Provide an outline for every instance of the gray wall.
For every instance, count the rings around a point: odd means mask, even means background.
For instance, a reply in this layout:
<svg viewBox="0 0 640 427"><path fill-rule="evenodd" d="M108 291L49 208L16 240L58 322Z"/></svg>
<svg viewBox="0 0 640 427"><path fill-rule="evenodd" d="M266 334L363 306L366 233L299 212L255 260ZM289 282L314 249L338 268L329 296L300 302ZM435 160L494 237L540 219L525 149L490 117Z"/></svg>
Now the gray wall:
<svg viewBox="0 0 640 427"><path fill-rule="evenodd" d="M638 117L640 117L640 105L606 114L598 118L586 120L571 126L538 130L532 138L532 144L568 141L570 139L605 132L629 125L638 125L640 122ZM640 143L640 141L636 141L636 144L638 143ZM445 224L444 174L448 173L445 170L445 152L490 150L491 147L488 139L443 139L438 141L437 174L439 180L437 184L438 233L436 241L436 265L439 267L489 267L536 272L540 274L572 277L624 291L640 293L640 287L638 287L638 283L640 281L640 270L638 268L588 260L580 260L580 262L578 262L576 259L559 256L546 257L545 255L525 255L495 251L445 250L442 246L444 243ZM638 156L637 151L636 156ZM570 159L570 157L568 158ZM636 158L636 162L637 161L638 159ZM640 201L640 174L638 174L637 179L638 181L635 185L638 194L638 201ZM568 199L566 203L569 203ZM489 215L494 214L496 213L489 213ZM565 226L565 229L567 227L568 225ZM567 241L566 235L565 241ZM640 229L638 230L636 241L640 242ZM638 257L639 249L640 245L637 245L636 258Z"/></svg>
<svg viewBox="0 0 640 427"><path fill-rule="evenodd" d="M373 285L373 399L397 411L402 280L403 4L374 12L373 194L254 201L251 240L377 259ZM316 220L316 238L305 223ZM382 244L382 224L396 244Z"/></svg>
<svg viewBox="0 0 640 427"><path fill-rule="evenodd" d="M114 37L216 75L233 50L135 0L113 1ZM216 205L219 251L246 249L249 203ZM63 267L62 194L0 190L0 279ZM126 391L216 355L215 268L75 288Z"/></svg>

## Exercise aim
Retype every line of the listing above, word for word and character for character.

## Written answer
Provide an outline for every instance of the gray wall.
For every instance, count the rings around a point: odd means mask, even means background.
For instance, a reply in this layout:
<svg viewBox="0 0 640 427"><path fill-rule="evenodd" d="M108 291L49 208L16 240L58 322Z"/></svg>
<svg viewBox="0 0 640 427"><path fill-rule="evenodd" d="M266 334L363 306L366 233L299 212L255 260ZM289 282L314 249L338 268L329 296L300 302ZM435 160L494 237L540 219L525 149L490 117Z"/></svg>
Now the gray wall:
<svg viewBox="0 0 640 427"><path fill-rule="evenodd" d="M638 117L640 117L640 105L606 114L598 118L586 120L571 126L538 130L532 138L532 144L568 141L570 139L605 132L629 125L638 125L640 122ZM640 143L640 141L636 141L636 144L638 143ZM445 224L444 174L448 173L445 170L445 152L490 150L491 147L488 139L443 139L438 141L437 174L439 180L437 184L438 233L436 241L436 265L439 267L489 267L536 272L540 274L572 277L624 291L640 293L640 287L638 287L638 283L640 281L640 270L638 268L588 260L580 260L580 262L578 262L576 259L559 256L546 257L545 255L525 255L495 251L445 250L442 246L444 243ZM638 156L637 151L636 156ZM570 159L570 157L568 158ZM636 158L636 162L637 161L638 159ZM640 201L640 174L638 174L637 179L638 181L635 185L638 194L638 201ZM568 199L566 203L569 203ZM489 215L494 214L496 213L489 213ZM565 226L565 229L567 227L568 225ZM567 241L566 235L565 241ZM640 229L638 230L636 241L640 242ZM638 257L639 249L640 245L637 245L636 258Z"/></svg>
<svg viewBox="0 0 640 427"><path fill-rule="evenodd" d="M373 285L373 399L397 411L402 280L403 4L374 12L373 194L254 201L251 240L377 259ZM316 220L316 238L305 223ZM382 244L382 224L396 244Z"/></svg>
<svg viewBox="0 0 640 427"><path fill-rule="evenodd" d="M114 37L216 75L233 50L135 0L113 1ZM216 205L219 251L246 249L249 203ZM63 267L62 194L0 190L0 279ZM126 391L216 355L215 268L75 288Z"/></svg>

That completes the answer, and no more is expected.